Data to process.
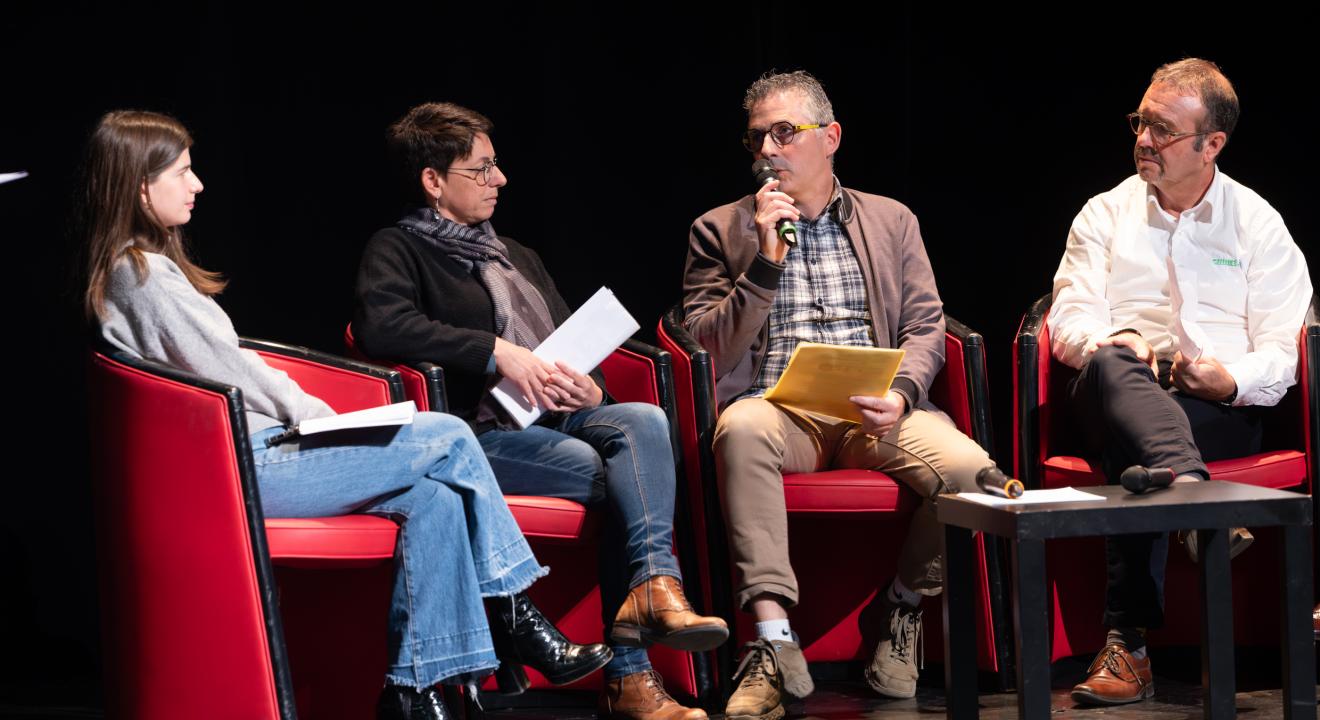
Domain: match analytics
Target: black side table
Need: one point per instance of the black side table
(1211, 506)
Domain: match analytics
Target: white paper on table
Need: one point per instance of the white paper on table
(1182, 293)
(1034, 497)
(397, 414)
(598, 328)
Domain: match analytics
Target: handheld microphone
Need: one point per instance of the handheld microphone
(1138, 478)
(994, 482)
(764, 172)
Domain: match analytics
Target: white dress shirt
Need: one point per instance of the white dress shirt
(1241, 282)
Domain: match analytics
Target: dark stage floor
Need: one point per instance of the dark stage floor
(1178, 695)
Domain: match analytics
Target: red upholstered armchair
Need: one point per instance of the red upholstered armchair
(564, 533)
(1046, 455)
(199, 591)
(837, 510)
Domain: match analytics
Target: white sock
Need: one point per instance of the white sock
(775, 629)
(899, 593)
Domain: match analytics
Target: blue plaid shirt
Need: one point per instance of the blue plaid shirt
(821, 296)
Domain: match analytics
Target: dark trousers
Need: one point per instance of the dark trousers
(1127, 416)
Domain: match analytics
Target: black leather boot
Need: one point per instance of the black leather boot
(405, 703)
(523, 636)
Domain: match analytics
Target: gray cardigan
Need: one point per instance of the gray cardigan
(163, 317)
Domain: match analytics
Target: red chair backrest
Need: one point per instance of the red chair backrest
(176, 510)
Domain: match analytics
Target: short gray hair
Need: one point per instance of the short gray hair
(797, 81)
(1207, 81)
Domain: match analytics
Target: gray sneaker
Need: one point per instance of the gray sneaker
(792, 663)
(894, 669)
(759, 692)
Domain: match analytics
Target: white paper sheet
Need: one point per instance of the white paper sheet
(595, 329)
(397, 414)
(1034, 497)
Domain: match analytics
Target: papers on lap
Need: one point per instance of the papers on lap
(397, 414)
(582, 342)
(821, 378)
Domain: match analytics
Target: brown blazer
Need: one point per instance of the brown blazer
(729, 288)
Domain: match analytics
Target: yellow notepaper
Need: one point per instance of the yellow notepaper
(820, 378)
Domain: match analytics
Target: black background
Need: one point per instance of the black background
(615, 126)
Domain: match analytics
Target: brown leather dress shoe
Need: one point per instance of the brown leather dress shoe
(656, 611)
(1116, 678)
(642, 696)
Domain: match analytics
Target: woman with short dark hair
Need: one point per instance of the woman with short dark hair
(440, 286)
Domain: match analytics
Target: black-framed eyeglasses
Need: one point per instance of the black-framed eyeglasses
(483, 172)
(782, 134)
(1160, 134)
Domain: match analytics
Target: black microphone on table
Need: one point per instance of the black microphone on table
(764, 172)
(1138, 478)
(994, 482)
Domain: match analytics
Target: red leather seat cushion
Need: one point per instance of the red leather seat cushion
(846, 492)
(1278, 469)
(551, 518)
(343, 540)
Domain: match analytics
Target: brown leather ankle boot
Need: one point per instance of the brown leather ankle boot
(656, 611)
(642, 696)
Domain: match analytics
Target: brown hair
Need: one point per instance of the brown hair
(799, 81)
(1207, 81)
(430, 135)
(127, 151)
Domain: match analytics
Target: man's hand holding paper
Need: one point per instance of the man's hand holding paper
(829, 379)
(879, 414)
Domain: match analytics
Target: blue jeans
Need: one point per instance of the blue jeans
(457, 539)
(617, 453)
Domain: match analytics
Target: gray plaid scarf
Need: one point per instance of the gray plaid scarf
(520, 312)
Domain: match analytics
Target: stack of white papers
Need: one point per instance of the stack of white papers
(1034, 497)
(397, 414)
(595, 329)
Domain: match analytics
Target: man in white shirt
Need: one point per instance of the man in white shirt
(1179, 297)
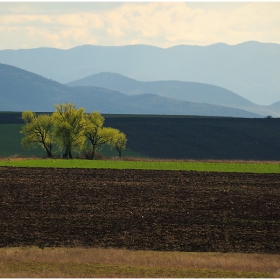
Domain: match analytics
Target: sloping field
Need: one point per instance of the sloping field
(140, 209)
(182, 137)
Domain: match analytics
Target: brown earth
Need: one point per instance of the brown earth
(140, 209)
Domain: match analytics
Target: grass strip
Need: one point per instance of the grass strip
(89, 270)
(248, 167)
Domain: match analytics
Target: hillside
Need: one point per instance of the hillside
(187, 91)
(180, 137)
(23, 90)
(250, 69)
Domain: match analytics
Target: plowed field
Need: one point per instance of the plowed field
(140, 209)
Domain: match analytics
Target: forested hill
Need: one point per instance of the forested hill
(181, 137)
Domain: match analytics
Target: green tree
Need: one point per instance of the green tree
(96, 134)
(119, 141)
(69, 127)
(37, 131)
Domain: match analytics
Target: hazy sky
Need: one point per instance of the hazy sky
(164, 24)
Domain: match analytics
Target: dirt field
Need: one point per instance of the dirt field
(137, 209)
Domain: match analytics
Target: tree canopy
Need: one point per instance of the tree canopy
(70, 129)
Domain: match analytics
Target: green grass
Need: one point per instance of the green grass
(90, 270)
(249, 167)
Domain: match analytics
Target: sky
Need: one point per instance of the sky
(66, 25)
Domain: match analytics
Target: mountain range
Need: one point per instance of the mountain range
(187, 91)
(250, 69)
(22, 90)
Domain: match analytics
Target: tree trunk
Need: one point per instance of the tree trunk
(49, 154)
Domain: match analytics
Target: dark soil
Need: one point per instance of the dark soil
(137, 209)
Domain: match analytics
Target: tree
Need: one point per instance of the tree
(119, 141)
(96, 134)
(37, 131)
(69, 127)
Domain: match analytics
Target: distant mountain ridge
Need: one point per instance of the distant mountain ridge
(21, 90)
(187, 91)
(250, 69)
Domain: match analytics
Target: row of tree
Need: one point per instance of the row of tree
(70, 129)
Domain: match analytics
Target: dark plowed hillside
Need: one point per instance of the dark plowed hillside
(179, 137)
(201, 138)
(136, 209)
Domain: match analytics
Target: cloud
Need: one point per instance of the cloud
(162, 24)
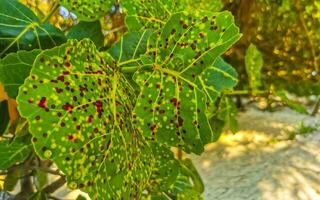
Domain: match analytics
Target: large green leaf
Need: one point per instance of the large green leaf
(254, 64)
(79, 109)
(20, 29)
(91, 30)
(15, 68)
(171, 107)
(14, 152)
(5, 118)
(148, 14)
(217, 78)
(88, 10)
(130, 47)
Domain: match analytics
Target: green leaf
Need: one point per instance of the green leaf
(5, 118)
(81, 197)
(213, 6)
(91, 30)
(89, 10)
(148, 14)
(15, 68)
(227, 112)
(20, 29)
(79, 110)
(42, 179)
(217, 78)
(40, 195)
(290, 103)
(165, 171)
(130, 47)
(171, 107)
(14, 152)
(254, 64)
(12, 179)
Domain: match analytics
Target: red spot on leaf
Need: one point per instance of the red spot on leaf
(68, 107)
(42, 103)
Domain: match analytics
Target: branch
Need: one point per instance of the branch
(55, 185)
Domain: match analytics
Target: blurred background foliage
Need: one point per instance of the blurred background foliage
(285, 32)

Written exercise. Output the data exactly. Pictures don't belong in the result.

Solution to the problem.
Domain: match analytics
Target: black side table
Need: one point per instance of the black side table
(1211, 506)
Domain: match analytics
Target: white paper on table
Need: one point per instance of the white paper on table
(1182, 293)
(1034, 497)
(397, 414)
(598, 328)
Domain: match analytics
Target: handheld microphone
Need: one point per instance of the handheld microphone
(1138, 478)
(994, 482)
(764, 172)
Domain: match analytics
Target: white dress shirt
Need: one point per instance of the white dress shirt
(1241, 282)
Domain: match analytics
Target: dark stage floor
Need: one point per instance of the dark stage floor
(1178, 695)
Domain: match analytics
Target: red upholstered armchair
Need: one point per instance of the red upholstered armchair
(564, 533)
(1046, 455)
(199, 591)
(837, 510)
Domain: match analytics
Target: white sock
Need: one point per instance of the white sock
(775, 629)
(899, 593)
Domain: match analytics
Target: blue plaid shirt
Need: one point per instance of the blue plaid shirt
(821, 296)
Domain: match analytics
Target: dark trousers
Need: one point per instance of the dark trousers
(1127, 416)
Domain: match analytics
Target: black leather boot
Need: one point per instance of the black leather boot
(405, 703)
(523, 636)
Domain: match analytics
Target: gray cardigan
Need: one point per instance of the gray cardigan
(163, 317)
Domain: match analytics
Target: red chair backrest
Need: one point per instance of the red chair backrest
(176, 510)
Domain: match analytics
Target: short gray hair
Need: one point per instance of the short gray hair
(797, 81)
(1207, 81)
Domain: match analytics
Target: gray sneaker
Need: one point per instance of the gray sneaker
(792, 663)
(894, 669)
(759, 692)
Domain: match analytics
Target: white paper sheet
Need: one point per instance of the white paper sheet
(595, 329)
(397, 414)
(1034, 497)
Domain: match analytics
Target: papers on lap
Need: one point per instance of the papers on lap
(397, 414)
(582, 342)
(821, 378)
Domain: match analytics
Target: brown blazer
Need: one point per instance of the brown blazer
(729, 288)
Domain: match analytics
Target: yellow notepaper
Need: one point per instance of the yellow notepaper
(820, 378)
Domain: match analytics
Target: black background
Need: one point per instance of the black background
(615, 126)
Domain: match analytics
Target: brown leather dress shoe
Need: one point per instance of the brown leather dress shoe
(656, 611)
(1116, 678)
(642, 696)
Domain: match analytics
Target: woman with short dark hair
Need: one point per instance of the woman with short dark hair
(440, 286)
Domain: match analytics
Target: black-framed eyeglasses
Need: one point per instance of the black-framed eyeglasses
(483, 172)
(782, 134)
(1160, 134)
Domain: match analytics
Target: black microphone on table
Need: one point per instance of the black microphone on table
(764, 172)
(1138, 478)
(994, 482)
Domain: match analytics
Target: red leather seat cushion
Need: one point per instance of the red leather seat cushion
(846, 492)
(1278, 469)
(551, 518)
(343, 540)
Domain: match analytics
Target: brown leather ankle boot
Need: one point per instance of the brown leather ankle boot
(656, 611)
(642, 696)
Domain: match analytics
Target: brown hair
Need: one point per instance of the brown hair
(799, 81)
(1207, 81)
(430, 135)
(127, 151)
Domain: match analytics
Target: man's hand holding paper
Need: one point per instance of the man's hand holding paper
(829, 379)
(879, 414)
Domain: match analytics
Target: blue jeans
Need: one point per instance of the blue jeans
(457, 539)
(617, 453)
Domain: match analytics
Target: gray plaid scarf
Need: one point per instance of the gray plaid scarf
(520, 312)
Domain: match analytics
Target: stack of white papers
Need: one point per instance of the stack of white papers
(1034, 497)
(397, 414)
(595, 329)
Domain: match analytics
Target: man in white shirt
Need: one point per instance of the man in white shirt
(1179, 297)
Domain: match analytics
Target: sloping field
Need: one point per instance of the sloping field
(140, 209)
(182, 137)
Domain: match analytics
Target: brown earth
Need: one point per instance of the brown earth
(140, 209)
Domain: match analytics
Target: grass strip
Need: one point per instance of the grass strip
(89, 270)
(248, 167)
Domain: match analytics
Target: hillside
Need: one point per instance of the hillside
(187, 91)
(180, 137)
(23, 90)
(250, 69)
Domain: match analytics
Target: plowed field
Need: one point per instance of the plowed field
(140, 209)
Domain: match analytics
Target: forested hill
Need: one point per instance of the forested hill
(181, 137)
Domain: match analytics
Target: green tree
Need: one point per instance of the green tree
(96, 134)
(119, 141)
(69, 127)
(37, 131)
Domain: match analytics
Target: hazy sky
Need: one point per instance of the hazy sky
(164, 24)
Domain: match analytics
Target: dirt field
Need: one point per instance of the dirt field
(137, 209)
Domain: match analytics
Target: tree canopy
Need: one point per instance of the tree canopy
(70, 129)
Domain: match analytics
Target: green grass
Need: one point per instance of the green grass
(90, 270)
(249, 167)
Domain: match analytics
Target: sky
Need: one point per instance of the sky
(66, 25)
Domain: match analytics
Target: mountain range
Need: one point per instance of the mountain range
(187, 91)
(250, 69)
(22, 90)
Domain: match analytics
Target: tree trunk
Need: one point per instance of the tree trunk
(49, 154)
Domain: match analytics
Target: dark soil
Need: one point per instance of the dark soil
(137, 209)
Domain: match analytics
Target: tree
Need: one point per instance of the tree
(119, 141)
(96, 134)
(37, 131)
(69, 127)
Domain: match analytics
Target: distant mountain ridge
Need: one point per instance of the distant mountain ridge
(21, 90)
(187, 91)
(250, 69)
Domain: match analytics
Target: row of tree
Need: one point per instance of the row of tree
(70, 129)
Domain: match analytics
Target: dark plowed hillside
Need: one point per instance of the dark plowed hillside
(179, 137)
(201, 138)
(136, 209)
Domain: match analytics
Target: cloud
Need: one point per instance of the cloud
(162, 24)
Domain: match analytics
Target: large green leaf
Need: one point per instance of the large green leaf
(254, 64)
(79, 109)
(20, 29)
(91, 30)
(15, 68)
(171, 107)
(14, 152)
(5, 118)
(148, 14)
(217, 78)
(88, 10)
(130, 47)
Domain: match analytics
Target: green leaf
Need: one point per instance of the green leaf
(5, 118)
(81, 197)
(213, 6)
(91, 30)
(89, 10)
(148, 14)
(15, 68)
(227, 112)
(20, 29)
(79, 110)
(42, 179)
(217, 78)
(40, 195)
(290, 103)
(165, 171)
(130, 47)
(171, 107)
(14, 152)
(254, 64)
(12, 179)
Domain: match analytics
Target: red spot on leaf
Need: one point per instance of the red spot on leaf
(68, 107)
(42, 103)
Domain: match analytics
Target: branch
Need: one point per instance of the branch
(55, 185)
Domain: match analytics
Target: blurred background foliage
Need: one point per instance of the blurred background foliage
(285, 32)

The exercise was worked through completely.